- Stated problem 1:
Answer these questions from the article below:
(a) What elapsed time did Force record in his Castrol GTX Ford Mustang?
(b) How old is Force?
(c) Which race did Force win to open the season?

- Text:
* begin *

FUNNY CAR'S FORCE PROVES HE'S ULTIMATE COMEBACK KID

Written by Susan Wade; Photo by Roger Richards.


DSC 0625If anyone knows how to convert failure to a roaring success, it's John Force.
 
He'll tell you so.
 
But he doesn't really have to. His NHRA fans have seen it time and again. He's the modern-day Horaio Alger, rags-to-riches story. And then he became the rags-to-riches-to-rags story. And if that weren't confusing enough, he's working steadily and surely at becoming the ultimate rags-to-riches-to-rags-to-riches-to- . . .  You get the picture.
 
This 63-year-old Comeback Kid came back again late Friday. Like the nasty storm that rolled in with a hit-and-run rain blast midday, Force slammed to the top of the Funny Car order for the O"Reilly Route 66 Nationals in the ominous calm before another severe weather front slapped Joliet, Ill.'s Route 66 Raceway.
 
Force recorded a 4.505-second elapsed time at 310.77 mph on the 1,000-foot course in his Castrol GTX Ford Mustang.
 
It beat Don Schumacher Racing's Jack Beckman by four-thousandths of a second and his own teammate Robert Hight by a hundredth. Not even No. 4 Johnny Gray, who was fastest in the class at 312.57 mph in the DSR-owned NTB/ Service Central Dodge Charger, could match it.
 
And Force, who must hold onto the distinction through Saturday if he is to l;ead the field for Sunday's eliminations, did more than hint the was back.
 
He had that swagger of champion, at least that certainty.
 
However, he built up a crescendo of confidence, staring first rather apologetically for his performance slump since winning the season-opening  Winternationals in February at Pomona, Calif.

* end *

- Raw records:
* begin *

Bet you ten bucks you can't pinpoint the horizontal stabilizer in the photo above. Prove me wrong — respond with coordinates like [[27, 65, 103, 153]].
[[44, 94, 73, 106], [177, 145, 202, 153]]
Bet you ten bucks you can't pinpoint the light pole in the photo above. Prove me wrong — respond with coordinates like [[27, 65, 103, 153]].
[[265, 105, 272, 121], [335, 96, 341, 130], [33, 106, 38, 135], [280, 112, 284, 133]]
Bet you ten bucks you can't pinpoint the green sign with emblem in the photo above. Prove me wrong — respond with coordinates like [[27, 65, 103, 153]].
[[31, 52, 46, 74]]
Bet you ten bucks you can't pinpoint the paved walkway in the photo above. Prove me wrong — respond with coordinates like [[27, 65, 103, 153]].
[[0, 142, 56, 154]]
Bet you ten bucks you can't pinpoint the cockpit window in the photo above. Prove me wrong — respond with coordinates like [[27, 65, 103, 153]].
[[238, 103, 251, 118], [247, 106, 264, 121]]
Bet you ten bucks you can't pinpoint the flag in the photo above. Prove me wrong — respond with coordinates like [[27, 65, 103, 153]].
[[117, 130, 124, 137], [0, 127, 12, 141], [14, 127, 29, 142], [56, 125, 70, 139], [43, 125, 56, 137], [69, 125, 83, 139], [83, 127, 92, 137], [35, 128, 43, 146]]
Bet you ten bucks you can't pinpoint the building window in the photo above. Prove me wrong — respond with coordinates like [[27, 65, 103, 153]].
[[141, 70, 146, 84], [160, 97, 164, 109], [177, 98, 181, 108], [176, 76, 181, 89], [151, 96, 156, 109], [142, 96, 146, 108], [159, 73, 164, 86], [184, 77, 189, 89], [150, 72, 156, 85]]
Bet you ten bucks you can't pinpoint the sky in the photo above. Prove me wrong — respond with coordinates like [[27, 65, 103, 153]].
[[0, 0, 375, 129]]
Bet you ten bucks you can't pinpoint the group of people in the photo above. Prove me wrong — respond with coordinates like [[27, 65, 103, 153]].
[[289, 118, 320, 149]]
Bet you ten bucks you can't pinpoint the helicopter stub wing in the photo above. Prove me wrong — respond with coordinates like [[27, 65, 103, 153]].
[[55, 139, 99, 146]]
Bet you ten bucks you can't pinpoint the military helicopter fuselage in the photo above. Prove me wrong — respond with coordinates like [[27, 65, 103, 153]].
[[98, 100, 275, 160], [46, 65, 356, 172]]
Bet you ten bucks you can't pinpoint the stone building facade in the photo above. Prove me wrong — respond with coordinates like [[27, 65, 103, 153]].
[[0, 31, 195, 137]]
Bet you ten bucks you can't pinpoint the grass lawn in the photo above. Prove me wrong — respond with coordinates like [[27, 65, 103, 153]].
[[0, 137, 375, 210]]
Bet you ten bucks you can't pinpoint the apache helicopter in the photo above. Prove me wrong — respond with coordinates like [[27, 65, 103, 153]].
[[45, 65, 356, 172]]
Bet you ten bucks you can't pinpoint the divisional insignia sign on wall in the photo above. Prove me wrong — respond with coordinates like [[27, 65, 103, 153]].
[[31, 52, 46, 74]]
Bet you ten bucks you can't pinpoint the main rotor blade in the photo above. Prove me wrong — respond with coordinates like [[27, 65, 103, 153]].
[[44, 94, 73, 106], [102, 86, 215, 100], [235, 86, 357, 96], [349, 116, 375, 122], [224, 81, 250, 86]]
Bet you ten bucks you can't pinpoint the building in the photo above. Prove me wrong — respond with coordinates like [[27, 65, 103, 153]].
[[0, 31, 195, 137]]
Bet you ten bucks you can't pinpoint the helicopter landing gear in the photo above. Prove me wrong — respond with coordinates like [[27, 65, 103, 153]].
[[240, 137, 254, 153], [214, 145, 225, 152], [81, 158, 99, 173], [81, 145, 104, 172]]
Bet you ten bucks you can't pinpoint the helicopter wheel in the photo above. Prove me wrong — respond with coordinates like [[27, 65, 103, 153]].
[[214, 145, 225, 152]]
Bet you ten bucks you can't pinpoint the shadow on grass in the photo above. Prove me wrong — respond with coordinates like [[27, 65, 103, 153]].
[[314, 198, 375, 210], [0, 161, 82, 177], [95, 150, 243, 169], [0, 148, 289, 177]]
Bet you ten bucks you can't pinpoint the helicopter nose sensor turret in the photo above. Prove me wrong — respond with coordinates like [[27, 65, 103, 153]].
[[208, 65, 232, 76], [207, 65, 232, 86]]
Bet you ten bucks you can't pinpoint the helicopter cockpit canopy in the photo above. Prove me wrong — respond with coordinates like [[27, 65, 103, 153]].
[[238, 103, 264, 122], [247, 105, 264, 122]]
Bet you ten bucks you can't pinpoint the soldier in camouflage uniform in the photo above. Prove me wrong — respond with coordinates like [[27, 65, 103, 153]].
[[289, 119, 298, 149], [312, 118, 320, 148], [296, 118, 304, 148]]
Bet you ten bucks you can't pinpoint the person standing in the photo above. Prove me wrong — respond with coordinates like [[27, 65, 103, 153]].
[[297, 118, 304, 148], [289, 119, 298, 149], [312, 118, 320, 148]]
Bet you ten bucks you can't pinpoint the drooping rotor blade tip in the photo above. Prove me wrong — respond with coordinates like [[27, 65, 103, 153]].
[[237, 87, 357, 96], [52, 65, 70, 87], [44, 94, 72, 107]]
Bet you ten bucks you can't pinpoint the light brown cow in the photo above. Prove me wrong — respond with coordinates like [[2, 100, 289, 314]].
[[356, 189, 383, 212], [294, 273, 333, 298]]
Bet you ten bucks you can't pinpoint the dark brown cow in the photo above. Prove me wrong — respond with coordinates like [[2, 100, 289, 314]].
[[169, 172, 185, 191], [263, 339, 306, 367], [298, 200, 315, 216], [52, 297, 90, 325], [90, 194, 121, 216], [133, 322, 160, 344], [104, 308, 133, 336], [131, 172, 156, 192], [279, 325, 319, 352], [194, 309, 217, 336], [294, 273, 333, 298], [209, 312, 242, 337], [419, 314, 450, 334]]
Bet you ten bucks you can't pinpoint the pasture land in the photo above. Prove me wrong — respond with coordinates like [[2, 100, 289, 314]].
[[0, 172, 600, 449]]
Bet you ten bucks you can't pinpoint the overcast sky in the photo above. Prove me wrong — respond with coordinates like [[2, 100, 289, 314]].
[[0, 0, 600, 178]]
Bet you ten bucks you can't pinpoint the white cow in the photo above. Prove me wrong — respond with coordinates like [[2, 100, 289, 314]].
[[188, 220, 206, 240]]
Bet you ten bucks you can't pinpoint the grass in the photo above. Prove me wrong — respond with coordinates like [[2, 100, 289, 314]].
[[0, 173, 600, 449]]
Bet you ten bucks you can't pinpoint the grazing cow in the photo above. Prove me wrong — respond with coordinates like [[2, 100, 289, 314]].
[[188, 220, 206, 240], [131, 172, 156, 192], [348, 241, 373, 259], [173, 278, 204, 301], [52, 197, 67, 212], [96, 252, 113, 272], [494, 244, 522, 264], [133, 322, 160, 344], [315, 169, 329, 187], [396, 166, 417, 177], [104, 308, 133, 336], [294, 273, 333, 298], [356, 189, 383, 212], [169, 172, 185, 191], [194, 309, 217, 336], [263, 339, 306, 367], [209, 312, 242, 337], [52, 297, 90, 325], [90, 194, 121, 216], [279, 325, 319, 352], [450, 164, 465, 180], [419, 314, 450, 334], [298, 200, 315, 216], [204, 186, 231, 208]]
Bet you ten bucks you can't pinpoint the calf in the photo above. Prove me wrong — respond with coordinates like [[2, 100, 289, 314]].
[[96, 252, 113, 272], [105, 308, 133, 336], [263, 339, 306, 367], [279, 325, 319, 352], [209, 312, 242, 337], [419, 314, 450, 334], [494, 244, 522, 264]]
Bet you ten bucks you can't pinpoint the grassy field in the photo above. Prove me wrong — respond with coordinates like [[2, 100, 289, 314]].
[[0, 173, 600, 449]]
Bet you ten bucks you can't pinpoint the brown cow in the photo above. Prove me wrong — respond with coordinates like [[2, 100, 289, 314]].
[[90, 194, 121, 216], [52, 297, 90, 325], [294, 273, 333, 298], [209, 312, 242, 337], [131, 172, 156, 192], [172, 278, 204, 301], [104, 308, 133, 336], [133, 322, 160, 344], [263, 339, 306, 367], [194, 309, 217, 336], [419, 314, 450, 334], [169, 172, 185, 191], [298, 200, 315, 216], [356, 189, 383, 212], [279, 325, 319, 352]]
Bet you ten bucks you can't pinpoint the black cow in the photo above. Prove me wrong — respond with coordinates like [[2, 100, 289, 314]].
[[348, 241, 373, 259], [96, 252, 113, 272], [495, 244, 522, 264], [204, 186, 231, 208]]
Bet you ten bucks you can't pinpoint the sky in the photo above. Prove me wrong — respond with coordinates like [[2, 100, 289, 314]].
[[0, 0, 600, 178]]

* end *

- Stated problem 2:
How many lines of the entries above contain the string "blade"? Case counts, so report only the number of lines with an exact case match.

- Worked solution 1:
(a) 4.505 seconds
(b) 63
(c) The Winternationals

- Worked solution 2:
2